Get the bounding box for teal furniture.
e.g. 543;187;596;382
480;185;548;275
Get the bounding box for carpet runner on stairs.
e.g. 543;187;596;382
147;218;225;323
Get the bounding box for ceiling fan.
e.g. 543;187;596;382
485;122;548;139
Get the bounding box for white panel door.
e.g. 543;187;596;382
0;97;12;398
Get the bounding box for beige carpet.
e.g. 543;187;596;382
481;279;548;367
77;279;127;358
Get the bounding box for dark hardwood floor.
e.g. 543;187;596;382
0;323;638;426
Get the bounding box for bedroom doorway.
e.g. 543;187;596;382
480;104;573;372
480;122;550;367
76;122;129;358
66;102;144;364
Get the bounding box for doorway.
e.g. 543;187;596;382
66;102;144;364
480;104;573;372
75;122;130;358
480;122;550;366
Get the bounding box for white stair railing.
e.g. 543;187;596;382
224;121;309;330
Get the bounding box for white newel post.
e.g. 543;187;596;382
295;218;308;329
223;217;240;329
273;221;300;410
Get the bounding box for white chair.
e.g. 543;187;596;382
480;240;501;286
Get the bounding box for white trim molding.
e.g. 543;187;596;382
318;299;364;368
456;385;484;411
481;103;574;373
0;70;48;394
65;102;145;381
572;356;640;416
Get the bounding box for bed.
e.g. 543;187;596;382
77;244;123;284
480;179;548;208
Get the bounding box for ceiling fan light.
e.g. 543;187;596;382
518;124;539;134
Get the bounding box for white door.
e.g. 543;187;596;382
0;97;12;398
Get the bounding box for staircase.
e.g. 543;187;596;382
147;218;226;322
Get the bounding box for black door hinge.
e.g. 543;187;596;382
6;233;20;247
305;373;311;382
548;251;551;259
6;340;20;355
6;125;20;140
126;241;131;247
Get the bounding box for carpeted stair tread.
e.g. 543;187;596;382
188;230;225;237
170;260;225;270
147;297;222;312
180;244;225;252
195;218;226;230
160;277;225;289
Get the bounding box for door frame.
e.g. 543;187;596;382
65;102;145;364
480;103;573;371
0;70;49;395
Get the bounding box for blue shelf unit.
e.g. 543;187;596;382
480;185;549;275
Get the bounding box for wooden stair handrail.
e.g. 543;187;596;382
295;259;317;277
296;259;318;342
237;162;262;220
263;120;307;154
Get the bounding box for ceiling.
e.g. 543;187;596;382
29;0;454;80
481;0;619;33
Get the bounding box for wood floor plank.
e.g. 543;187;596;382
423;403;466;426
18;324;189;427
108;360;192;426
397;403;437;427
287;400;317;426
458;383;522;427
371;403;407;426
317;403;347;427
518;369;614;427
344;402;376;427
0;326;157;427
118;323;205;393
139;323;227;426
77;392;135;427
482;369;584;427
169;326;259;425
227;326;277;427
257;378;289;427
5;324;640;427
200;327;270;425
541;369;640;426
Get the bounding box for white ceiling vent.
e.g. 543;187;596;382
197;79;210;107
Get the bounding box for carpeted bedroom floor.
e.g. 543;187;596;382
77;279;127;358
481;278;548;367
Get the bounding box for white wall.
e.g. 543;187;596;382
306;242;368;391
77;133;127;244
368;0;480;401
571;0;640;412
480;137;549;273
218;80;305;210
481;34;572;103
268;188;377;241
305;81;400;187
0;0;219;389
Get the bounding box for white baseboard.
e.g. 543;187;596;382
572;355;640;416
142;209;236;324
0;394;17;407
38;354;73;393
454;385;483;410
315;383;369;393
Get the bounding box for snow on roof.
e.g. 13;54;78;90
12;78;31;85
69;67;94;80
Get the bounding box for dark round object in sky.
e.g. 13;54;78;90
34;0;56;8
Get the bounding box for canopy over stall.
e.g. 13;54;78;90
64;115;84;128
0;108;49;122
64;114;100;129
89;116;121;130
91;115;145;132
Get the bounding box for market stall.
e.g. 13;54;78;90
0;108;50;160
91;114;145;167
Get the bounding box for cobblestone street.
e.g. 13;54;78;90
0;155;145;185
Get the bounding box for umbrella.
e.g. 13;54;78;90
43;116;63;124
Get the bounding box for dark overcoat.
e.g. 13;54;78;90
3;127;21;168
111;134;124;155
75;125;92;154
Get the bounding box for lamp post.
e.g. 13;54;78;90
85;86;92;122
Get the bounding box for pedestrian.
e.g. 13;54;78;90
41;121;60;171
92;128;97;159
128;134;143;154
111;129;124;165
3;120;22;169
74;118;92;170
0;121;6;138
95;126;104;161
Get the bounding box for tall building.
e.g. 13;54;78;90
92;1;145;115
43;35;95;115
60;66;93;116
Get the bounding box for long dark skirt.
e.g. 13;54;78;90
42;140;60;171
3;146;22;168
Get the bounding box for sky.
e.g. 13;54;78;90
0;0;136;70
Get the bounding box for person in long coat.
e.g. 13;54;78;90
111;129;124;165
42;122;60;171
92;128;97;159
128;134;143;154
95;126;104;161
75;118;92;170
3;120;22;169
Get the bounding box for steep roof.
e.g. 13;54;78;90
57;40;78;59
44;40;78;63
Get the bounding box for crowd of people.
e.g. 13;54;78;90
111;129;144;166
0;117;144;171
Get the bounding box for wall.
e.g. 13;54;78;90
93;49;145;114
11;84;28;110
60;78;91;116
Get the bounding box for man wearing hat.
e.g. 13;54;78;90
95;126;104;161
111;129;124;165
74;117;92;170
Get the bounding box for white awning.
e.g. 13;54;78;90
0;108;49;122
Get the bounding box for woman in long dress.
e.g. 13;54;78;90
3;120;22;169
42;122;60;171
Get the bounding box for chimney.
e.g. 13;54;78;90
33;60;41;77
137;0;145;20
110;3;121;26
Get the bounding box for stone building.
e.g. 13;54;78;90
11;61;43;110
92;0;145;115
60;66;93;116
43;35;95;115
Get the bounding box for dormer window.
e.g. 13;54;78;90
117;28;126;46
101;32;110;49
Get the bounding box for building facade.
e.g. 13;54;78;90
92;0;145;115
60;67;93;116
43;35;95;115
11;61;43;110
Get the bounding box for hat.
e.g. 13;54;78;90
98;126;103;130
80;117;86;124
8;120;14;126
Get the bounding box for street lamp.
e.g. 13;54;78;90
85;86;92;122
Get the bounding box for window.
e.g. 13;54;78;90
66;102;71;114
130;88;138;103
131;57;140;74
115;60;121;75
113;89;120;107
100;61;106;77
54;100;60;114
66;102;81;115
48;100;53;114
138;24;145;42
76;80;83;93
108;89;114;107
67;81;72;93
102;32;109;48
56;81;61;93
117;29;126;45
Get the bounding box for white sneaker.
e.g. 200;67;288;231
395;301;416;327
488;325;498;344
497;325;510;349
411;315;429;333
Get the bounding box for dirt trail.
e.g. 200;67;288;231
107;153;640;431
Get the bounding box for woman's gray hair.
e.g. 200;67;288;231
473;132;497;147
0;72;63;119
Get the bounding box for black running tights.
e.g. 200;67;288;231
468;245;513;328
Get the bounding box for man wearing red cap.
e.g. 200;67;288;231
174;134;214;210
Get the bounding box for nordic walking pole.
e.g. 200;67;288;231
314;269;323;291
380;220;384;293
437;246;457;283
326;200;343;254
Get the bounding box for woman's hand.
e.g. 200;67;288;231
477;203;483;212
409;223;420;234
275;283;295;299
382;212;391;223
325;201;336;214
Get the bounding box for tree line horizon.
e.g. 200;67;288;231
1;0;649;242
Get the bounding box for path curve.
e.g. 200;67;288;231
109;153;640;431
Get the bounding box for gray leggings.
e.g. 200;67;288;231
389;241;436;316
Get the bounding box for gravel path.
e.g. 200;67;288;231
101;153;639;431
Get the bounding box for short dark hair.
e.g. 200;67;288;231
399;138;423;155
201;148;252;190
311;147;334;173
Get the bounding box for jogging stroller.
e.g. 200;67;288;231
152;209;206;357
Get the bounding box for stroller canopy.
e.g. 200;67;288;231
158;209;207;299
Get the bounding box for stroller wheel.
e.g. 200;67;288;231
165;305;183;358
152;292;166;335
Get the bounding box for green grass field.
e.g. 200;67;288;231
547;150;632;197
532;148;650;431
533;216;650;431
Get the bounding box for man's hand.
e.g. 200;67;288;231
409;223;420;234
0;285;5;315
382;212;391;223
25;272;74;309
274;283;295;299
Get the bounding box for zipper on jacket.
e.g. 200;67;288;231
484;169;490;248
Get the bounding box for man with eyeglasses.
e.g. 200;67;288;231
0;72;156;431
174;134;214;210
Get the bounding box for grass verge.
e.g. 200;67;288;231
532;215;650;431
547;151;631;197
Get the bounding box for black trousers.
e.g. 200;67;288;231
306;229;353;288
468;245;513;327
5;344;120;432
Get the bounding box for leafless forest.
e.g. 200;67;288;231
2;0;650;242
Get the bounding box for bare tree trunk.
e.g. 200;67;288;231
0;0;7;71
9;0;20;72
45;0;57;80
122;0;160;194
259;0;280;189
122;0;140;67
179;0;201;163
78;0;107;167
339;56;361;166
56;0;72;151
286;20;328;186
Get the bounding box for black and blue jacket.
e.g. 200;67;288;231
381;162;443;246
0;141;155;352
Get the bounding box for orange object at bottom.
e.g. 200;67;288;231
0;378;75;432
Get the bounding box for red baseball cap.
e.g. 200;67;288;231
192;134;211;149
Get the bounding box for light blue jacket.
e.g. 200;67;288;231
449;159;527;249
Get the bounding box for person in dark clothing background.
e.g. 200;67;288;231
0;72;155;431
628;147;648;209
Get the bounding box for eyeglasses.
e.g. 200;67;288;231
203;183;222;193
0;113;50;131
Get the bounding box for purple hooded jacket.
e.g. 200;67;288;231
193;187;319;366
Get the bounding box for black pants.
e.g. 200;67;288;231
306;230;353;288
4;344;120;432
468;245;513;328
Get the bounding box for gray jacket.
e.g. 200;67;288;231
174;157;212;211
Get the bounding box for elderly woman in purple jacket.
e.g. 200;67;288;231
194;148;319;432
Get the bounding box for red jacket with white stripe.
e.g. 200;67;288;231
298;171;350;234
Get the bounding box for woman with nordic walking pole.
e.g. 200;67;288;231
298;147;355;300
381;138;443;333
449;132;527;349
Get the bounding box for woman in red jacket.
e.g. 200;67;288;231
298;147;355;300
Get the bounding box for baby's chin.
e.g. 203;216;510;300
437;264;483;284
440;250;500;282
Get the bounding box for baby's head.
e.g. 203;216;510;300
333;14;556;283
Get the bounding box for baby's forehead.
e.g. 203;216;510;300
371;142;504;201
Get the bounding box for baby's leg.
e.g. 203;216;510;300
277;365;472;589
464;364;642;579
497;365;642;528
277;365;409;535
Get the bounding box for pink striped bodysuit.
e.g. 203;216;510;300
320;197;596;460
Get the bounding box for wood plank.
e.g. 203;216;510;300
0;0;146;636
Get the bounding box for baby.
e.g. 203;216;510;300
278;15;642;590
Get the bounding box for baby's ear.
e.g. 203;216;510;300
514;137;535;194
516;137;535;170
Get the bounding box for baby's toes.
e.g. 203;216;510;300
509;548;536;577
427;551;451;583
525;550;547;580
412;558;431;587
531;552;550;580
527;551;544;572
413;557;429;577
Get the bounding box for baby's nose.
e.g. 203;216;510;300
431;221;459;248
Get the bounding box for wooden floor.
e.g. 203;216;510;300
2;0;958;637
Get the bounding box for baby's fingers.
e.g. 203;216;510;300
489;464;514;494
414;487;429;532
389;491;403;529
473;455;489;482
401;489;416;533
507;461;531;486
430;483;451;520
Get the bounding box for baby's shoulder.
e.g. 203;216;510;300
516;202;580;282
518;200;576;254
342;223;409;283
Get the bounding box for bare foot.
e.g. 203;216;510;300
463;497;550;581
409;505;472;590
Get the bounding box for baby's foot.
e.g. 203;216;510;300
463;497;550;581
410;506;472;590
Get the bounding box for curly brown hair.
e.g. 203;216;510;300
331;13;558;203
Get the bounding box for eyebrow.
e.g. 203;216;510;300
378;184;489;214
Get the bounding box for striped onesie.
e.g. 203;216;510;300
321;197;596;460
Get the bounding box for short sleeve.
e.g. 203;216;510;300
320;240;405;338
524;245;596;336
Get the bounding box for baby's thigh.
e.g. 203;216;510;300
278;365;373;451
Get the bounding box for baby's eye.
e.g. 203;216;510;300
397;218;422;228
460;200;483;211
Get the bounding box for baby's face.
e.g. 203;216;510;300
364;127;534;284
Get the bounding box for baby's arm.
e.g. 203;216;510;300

■ PROBLEM:
From the listing above, find the number of lines with the word "bedroom" in them. Answer with the number only.

■ ANSWER SECTION:
2